• _Exercise aim_:
In the post below on who counts as a posek, in which areas of halacha can someone who meets the criteria be regarded as a posek?

## START Document segment

To make it easier to copy this discussion on to Avodah, I include here my 
original post [preliminary question about beinging it here deleted. -mi]:

Let us jump into the "Mi-Hu Posek?" question!

I would propose that it is anyone who meets one (or more) of three

1. Is approached by thousands of people, which must include significant
numbers of those who are not members of his shul or talmidim of his
yeshiva, for psak (and he responds to their queries).

2. Has written seforim (at least one) on psak halacha which have become
accepted by a broad segment (let us say dozens) of other reputable
mechabrei seforim in halacha as a frame of reference that they cite as
authoritative in their own work.

Poskim who meet these criteria can still only be regarded as Poskim only
in the areas of halacha in which they are consistently asked or concerning
which they have written. However, once they have proved some competence, a
ba'al ha'bayis may ask them questions on other areas and assume they will
not respond unless they are knowledgeable in the area under discussion.

## END Document segment
## START Data supplied

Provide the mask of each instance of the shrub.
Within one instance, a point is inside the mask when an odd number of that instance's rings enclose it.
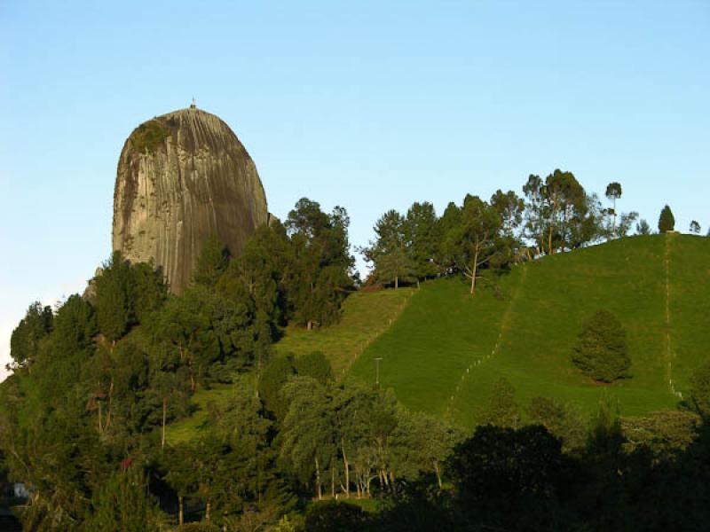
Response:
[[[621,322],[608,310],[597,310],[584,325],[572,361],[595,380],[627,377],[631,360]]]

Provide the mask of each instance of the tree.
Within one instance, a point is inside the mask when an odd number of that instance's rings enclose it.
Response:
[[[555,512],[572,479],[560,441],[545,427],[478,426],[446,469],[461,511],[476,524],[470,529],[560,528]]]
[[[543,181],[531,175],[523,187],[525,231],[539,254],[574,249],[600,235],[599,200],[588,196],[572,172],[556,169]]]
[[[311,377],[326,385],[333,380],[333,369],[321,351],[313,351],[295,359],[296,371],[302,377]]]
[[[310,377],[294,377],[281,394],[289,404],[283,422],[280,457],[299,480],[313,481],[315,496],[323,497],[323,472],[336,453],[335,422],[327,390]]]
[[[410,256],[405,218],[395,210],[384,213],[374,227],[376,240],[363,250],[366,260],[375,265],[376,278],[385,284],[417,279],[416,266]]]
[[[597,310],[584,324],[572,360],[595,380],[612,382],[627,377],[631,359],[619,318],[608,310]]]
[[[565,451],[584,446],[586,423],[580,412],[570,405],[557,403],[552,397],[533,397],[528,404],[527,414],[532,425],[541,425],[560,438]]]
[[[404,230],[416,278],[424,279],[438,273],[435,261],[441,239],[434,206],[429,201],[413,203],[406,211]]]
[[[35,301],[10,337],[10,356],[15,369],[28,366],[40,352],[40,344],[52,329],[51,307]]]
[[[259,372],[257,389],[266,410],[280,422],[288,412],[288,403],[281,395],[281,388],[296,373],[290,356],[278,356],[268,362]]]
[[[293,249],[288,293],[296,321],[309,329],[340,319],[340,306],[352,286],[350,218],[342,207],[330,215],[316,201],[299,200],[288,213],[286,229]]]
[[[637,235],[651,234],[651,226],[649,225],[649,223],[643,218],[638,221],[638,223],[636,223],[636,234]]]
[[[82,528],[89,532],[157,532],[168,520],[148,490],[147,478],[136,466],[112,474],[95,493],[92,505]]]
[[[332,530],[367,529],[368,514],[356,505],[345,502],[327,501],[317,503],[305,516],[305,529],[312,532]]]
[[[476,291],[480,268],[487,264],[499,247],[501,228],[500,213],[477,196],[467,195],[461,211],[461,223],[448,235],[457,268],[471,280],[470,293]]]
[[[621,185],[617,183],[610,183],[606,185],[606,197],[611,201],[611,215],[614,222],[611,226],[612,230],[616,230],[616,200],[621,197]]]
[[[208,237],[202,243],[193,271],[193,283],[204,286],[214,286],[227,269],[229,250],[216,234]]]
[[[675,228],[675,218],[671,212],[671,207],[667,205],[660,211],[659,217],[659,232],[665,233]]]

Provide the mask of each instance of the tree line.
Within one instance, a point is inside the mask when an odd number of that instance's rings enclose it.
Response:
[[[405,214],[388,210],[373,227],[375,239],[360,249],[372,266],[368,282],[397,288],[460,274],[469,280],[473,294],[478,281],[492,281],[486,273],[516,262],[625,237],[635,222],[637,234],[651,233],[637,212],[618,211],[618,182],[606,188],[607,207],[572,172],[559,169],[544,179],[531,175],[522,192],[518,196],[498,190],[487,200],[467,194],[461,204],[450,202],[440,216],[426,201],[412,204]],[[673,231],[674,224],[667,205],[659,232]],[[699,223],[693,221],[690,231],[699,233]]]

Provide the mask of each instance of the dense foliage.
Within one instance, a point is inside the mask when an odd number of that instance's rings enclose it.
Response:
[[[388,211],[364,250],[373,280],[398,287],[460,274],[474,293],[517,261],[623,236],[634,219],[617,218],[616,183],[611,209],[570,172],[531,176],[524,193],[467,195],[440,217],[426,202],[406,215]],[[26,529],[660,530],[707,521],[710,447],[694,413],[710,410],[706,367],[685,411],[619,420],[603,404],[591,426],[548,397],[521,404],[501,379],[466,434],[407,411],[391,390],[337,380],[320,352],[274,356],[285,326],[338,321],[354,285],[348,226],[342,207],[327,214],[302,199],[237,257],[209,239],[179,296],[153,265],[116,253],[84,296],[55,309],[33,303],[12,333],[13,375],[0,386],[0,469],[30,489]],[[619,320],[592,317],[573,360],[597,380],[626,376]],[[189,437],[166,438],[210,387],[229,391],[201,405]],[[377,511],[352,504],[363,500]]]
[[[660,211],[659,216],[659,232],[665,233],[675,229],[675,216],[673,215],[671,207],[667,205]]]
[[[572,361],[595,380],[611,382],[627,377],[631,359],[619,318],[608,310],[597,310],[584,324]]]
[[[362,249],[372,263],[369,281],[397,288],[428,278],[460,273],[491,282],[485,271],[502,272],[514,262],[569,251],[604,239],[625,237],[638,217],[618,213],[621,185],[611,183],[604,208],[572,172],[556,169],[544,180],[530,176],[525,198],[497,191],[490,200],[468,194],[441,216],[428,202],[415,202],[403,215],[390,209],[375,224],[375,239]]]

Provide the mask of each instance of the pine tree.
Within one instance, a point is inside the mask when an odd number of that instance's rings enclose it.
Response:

## END Data supplied

• _Reply to the task_:
Only in the areas of halacha in which they are consistently asked or about which they have written.